## SUMBER
JOKO DOLOG - SEJARAH, CERITA, LEGENDA & MITOS

Saturday 19 March 2016

JOKO DOLOG

Joko Dolog, begitulah panggilan terkenalnya adalah sebutan untuk sebuah patung atau arca yang bernama Mahasobhya, berada ditengah Kota Surabaya, di Taman Apsari, di depan Gedung Grahadi. Patung yang sesungguhnya merupakan Arca Budha Mahasobhya ini dulu diletakkan didepan rumah Residen Belanda, Baron A.M. Th. de Salls, di Surabaya.
Banyak yang bilang raut mukanya teduh dan tangannya membentuk sikap bhumispar samudra atau telapak tangan kiri tertutup dan seolah ingin menyentuh bumi.

## CUPLIKAN DATA
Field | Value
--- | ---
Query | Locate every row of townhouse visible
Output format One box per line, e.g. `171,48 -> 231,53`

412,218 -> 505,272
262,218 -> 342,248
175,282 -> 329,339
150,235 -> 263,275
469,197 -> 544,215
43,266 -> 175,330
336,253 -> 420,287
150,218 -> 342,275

## TUGAS
1) Menurut teks tentang Joko Dolog, seperti apa sikap tangan bhumispar samudra pada patung itu? Jawab dalam satu sampai tiga kalimat.
2) Salin bagian teks tentang Joko Dolog tanpa mengubah apa pun. Mulailah dari kata-kata "Banyak yang bilang", lalu berhenti setelah kata-kata "ingin menyentuh bumi.".
Item-item tersebut tidak diperlukan untuk mengerjakan tugas.

## HASIL PER TUGAS
1) Sikap tangan bhumispar samudra pada patung itu berarti telapak tangan kirinya tertutup. Tangan itu tampak seolah ingin menyentuh bumi.

2)
Banyak yang bilang raut mukanya teduh dan tangannya membentuk sikap bhumispar samudra atau telapak tangan kiri tertutup dan seolah ingin menyentuh bumi.